人生において「ああしておけば良かった」「こうだったら良かったのに」と後悔してしまうことはままあるし、そうでなくても今の人生を選んだことによって「そうできなかった」ことは絶対にある。だが、この『僕愛』『君愛』は、どのような選択をしたとしても、きっと肯定できるのだと、まさにタイトルが示すような「僕が愛したすべての君へ」と「君を愛したひとりの僕へ」捧げるような優しさがある。
そのタイトルの「僕」や「君」に当たるのは、それこそ観客自身なのだ。観た人は、今までの選択を肯定できる、そしてこれからの人生にも希望を持てるようになるかもしれない。そのテーマとリンクするように、どちらを先に観るかという「一度しかできない選択」があるからこその映画体験ができる2作を、ぜひ劇場で観届けてほしい。
(文:ヒナタカ)
–{作品情報}–
『僕が愛したすべての君へ』作品情報
【あらすじ】
高校生の高崎暦(声:宮沢氷魚)は、両親が離婚し、母親と暮らしていた。ある日クラスメイトの瀧川和音(声:橋本愛)から声をかけられ、彼女は85番目の並行世界から移動してきたこと、そしてその世界では暦と和音は恋人同士であることを告げる。
========================================
• 課題の内容: 本文の「人生において「ああしておけば」から「恋人同士であることを告げる。」までを、両端も含めてそのまま書き写してください。 次の行は、本文とは別の出典から取られたものです。

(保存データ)
========================================
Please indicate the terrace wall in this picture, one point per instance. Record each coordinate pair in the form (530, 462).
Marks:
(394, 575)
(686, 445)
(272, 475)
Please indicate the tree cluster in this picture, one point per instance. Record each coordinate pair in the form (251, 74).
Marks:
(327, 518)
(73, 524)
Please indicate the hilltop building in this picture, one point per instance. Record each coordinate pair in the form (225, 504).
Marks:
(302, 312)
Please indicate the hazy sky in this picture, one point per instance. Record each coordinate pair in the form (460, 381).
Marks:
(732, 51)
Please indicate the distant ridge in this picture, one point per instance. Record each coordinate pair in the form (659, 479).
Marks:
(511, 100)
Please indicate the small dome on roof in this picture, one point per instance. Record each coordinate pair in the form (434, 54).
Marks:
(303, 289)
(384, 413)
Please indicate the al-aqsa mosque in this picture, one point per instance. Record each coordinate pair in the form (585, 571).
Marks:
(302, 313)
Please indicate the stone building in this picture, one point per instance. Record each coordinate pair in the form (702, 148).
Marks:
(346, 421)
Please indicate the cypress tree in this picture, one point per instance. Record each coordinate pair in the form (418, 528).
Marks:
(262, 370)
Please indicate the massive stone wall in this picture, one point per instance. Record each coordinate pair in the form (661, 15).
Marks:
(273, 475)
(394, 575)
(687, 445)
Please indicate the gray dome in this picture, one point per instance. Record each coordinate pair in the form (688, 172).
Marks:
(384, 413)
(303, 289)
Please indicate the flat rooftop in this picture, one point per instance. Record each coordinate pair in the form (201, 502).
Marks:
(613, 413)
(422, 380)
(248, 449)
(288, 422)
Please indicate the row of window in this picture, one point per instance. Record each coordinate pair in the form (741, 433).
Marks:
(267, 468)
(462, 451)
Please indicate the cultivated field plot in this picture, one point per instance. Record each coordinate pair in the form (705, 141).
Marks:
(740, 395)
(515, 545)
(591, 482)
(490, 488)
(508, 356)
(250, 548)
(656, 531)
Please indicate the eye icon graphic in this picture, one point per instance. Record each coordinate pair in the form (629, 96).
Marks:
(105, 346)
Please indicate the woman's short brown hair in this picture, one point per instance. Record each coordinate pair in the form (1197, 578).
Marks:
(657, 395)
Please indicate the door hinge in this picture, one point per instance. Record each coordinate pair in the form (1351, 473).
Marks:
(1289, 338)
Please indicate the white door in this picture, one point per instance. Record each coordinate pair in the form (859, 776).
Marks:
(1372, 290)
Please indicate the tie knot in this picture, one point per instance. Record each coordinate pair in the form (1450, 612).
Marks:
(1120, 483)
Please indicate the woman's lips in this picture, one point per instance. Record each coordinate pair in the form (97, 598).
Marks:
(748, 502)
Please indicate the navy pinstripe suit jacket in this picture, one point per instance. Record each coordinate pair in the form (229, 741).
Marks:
========================================
• 期待される解答:
人生において「ああしておけば良かった」「こうだったら良かったのに」と後悔してしまうことはままあるし、そうでなくても今の人生を選んだことによって「そうできなかった」ことは絶対にある。だが、この『僕愛』『君愛』は、どのような選択をしたとしても、きっと肯定できるのだと、まさにタイトルが示すような「僕が愛したすべての君へ」と「君を愛したひとりの僕へ」捧げるような優しさがある。
そのタイトルの「僕」や「君」に当たるのは、それこそ観客自身なのだ。観た人は、今までの選択を肯定できる、そしてこれからの人生にも希望を持てるようになるかもしれない。そのテーマとリンクするように、どちらを先に観るかという「一度しかできない選択」があるからこその映画体験ができる2作を、ぜひ劇場で観届けてほしい。
(文:ヒナタカ)
–{作品情報}–
『僕が愛したすべての君へ』作品情報
【あらすじ】
高校生の高崎暦(声:宮沢氷魚)は、両親が離婚し、母親と暮らしていた。ある日クラスメイトの瀧川和音(声:橋本愛)から声をかけられ、彼女は85番目の並行世界から移動してきたこと、そしてその世界では暦と和音は恋人同士であることを告げる。